[START]

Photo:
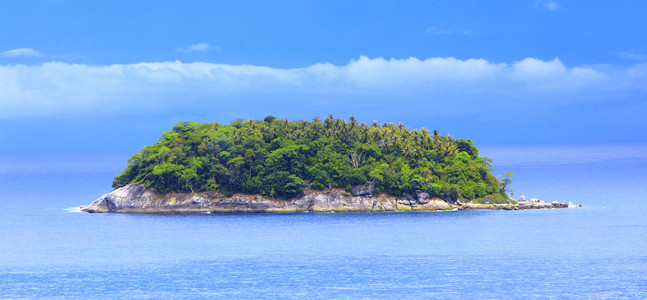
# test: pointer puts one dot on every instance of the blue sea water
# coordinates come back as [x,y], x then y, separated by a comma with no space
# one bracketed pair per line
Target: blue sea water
[598,251]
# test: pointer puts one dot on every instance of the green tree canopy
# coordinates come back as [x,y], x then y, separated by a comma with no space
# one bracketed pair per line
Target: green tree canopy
[277,157]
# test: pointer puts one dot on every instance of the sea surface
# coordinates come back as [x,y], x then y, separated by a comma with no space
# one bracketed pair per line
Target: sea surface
[599,251]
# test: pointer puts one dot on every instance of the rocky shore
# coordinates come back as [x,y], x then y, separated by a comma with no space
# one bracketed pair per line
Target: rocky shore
[134,198]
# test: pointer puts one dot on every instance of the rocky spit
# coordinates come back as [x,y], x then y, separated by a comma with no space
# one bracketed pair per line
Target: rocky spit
[135,198]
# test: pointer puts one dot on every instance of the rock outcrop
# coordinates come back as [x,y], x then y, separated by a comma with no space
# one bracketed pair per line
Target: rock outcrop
[134,198]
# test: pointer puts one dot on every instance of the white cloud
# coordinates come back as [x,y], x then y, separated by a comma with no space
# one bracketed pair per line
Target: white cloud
[547,4]
[56,88]
[20,52]
[199,47]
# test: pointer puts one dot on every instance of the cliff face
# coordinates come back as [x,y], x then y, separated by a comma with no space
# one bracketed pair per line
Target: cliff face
[134,198]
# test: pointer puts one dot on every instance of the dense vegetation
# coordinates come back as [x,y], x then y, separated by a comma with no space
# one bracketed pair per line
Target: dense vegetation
[280,158]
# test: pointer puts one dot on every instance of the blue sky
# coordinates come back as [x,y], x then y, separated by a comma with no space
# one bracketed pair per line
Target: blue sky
[111,75]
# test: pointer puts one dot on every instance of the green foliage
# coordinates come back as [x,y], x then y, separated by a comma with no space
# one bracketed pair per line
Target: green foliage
[280,158]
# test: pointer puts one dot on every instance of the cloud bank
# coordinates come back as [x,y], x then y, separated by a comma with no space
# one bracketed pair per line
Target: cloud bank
[57,88]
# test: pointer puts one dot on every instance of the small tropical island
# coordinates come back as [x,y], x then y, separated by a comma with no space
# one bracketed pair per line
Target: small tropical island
[334,165]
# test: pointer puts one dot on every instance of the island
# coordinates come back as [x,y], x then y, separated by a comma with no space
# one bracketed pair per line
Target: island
[334,165]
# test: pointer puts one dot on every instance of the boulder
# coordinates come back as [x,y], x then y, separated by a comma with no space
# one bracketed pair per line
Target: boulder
[362,190]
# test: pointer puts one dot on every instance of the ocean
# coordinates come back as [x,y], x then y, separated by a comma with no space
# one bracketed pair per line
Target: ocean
[50,250]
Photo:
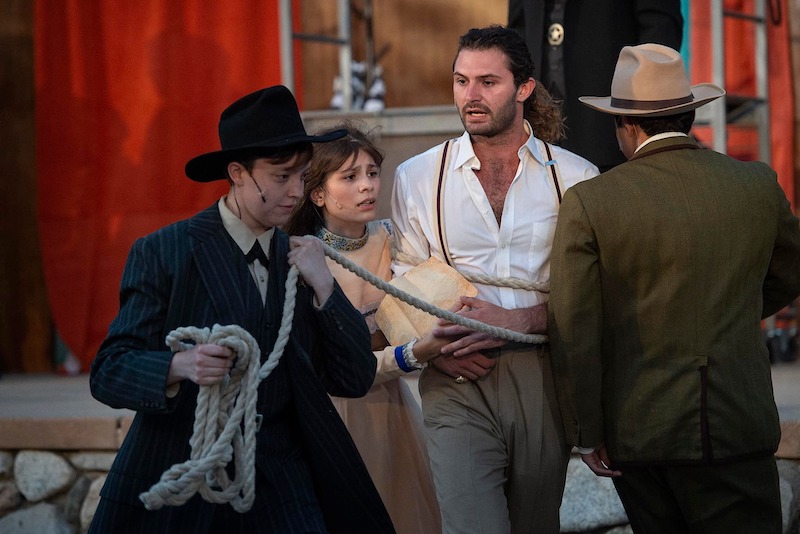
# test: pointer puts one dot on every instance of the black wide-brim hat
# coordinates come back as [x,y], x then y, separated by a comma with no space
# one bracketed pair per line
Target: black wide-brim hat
[253,126]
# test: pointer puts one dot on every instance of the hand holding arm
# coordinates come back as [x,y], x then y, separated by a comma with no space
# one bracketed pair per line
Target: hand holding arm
[599,462]
[532,320]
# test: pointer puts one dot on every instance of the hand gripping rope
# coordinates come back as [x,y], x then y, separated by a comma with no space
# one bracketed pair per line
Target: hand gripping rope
[225,422]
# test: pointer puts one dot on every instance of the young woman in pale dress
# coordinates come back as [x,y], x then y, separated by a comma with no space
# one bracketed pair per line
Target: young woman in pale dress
[339,207]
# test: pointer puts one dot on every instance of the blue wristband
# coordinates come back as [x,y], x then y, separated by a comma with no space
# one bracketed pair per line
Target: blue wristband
[401,362]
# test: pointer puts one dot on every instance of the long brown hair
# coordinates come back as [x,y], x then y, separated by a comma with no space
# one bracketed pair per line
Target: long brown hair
[541,110]
[328,157]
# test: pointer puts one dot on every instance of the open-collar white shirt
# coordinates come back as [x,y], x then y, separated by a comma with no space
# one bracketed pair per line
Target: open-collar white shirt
[517,247]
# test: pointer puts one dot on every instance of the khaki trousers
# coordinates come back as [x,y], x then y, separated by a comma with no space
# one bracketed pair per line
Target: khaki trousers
[497,446]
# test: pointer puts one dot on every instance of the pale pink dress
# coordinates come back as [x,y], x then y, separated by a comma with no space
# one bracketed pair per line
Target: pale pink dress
[386,424]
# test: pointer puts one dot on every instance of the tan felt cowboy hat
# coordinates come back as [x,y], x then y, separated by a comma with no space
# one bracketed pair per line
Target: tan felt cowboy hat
[254,125]
[651,80]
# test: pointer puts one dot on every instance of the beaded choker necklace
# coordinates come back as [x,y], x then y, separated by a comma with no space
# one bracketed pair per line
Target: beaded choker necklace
[341,243]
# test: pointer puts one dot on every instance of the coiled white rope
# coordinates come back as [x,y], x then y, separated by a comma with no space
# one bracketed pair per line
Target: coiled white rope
[225,417]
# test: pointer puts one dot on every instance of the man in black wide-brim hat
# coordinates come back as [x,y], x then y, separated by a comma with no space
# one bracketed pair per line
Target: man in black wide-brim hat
[228,265]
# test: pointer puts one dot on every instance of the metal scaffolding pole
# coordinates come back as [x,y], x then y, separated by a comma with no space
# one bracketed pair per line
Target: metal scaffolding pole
[343,41]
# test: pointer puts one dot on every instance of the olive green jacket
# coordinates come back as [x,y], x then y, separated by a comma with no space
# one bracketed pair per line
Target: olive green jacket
[661,271]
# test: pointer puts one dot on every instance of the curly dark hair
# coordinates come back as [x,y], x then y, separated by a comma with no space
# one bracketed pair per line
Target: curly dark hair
[541,110]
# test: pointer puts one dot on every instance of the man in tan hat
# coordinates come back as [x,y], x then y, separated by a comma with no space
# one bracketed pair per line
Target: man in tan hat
[229,265]
[662,269]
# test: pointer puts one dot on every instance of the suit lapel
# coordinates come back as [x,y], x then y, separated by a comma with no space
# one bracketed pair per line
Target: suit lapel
[221,266]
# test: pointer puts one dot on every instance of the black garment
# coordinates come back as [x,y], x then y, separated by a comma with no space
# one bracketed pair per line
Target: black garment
[594,33]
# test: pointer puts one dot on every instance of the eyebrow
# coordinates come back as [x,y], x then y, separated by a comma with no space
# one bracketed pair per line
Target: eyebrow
[479,77]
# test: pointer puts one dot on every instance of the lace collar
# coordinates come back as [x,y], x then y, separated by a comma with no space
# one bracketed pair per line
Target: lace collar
[341,243]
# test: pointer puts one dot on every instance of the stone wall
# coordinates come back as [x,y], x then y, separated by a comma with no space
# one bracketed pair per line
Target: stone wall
[50,492]
[56,492]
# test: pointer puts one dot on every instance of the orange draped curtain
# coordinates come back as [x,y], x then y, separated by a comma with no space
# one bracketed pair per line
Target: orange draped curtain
[740,78]
[126,93]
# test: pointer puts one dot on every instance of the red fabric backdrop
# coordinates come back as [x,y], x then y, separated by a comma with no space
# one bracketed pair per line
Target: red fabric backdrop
[740,79]
[126,93]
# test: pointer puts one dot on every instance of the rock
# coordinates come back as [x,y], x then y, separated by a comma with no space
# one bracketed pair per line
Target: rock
[590,502]
[91,501]
[6,464]
[41,474]
[10,496]
[43,518]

[END]

**Directions:**
Could you turn the data, from the line containing "the man in tan hat" through the last line, into a numbered list that leaves out any blank lines?

**Solution to this task:**
1. # test: pointer puts one dot on every instance of the man in tan hat
2. # coordinates come back as [x,y], x then y, separated by a comma with no space
3. # one bracketed pair per line
4. Target: man in tan hat
5. [229,265]
6. [662,269]
7. # test: pointer puts one dot on every instance of the suit lapel
8. # coordinates come back as [x,y], x then y, separated by a comma with no space
9. # one bracketed pair per line
10. Target: suit lapel
11. [221,266]
12. # test: pointer puts one dot on every instance of the black garment
13. # coordinates come back as [x,y], x then y, separated by a comma with no space
14. # one bracketed pair per line
15. Target: black garment
16. [594,33]
17. # test: pointer puts one dot on every instance of the eyebrow
18. # coordinates come back as [x,y], x then y, separated by a comma with no space
19. # one bracketed pair per line
20. Target: eyebrow
21. [479,77]
22. # test: pointer puts one dot on every instance of the lace collar
23. # coordinates come back as [x,y], x then y, separated by a comma with no space
24. # one bracketed pair per line
25. Target: lace collar
26. [341,243]
27. # test: pointer puts one dot on every instance of the stone wall
28. # coordinates come back as [x,y], x then y, separated by a comma with no space
29. # one bracketed pair per line
30. Target: stone wall
31. [50,492]
32. [56,492]
33. # test: pointer puts one dot on every instance of the orange draped curtain
34. # coordinates come back as [x,y], x then y, separated by a comma with no space
35. # one bracketed pair per line
36. Target: orange draped curtain
37. [740,78]
38. [126,93]
39. # test: pointer puts one dot on every instance of the red fabric backdrop
40. # coordinates come back as [x,y], x then y, separated by a comma with no space
41. # one bracketed pair per line
42. Target: red fabric backdrop
43. [740,79]
44. [126,93]
45. # test: pointer puts one dot on every instance of the rock
46. # coordinates come back as [x,y], x then y, separated by a comma with no space
47. # one bracketed pair per line
48. Target: rock
49. [590,502]
50. [91,501]
51. [6,464]
52. [41,474]
53. [10,496]
54. [43,518]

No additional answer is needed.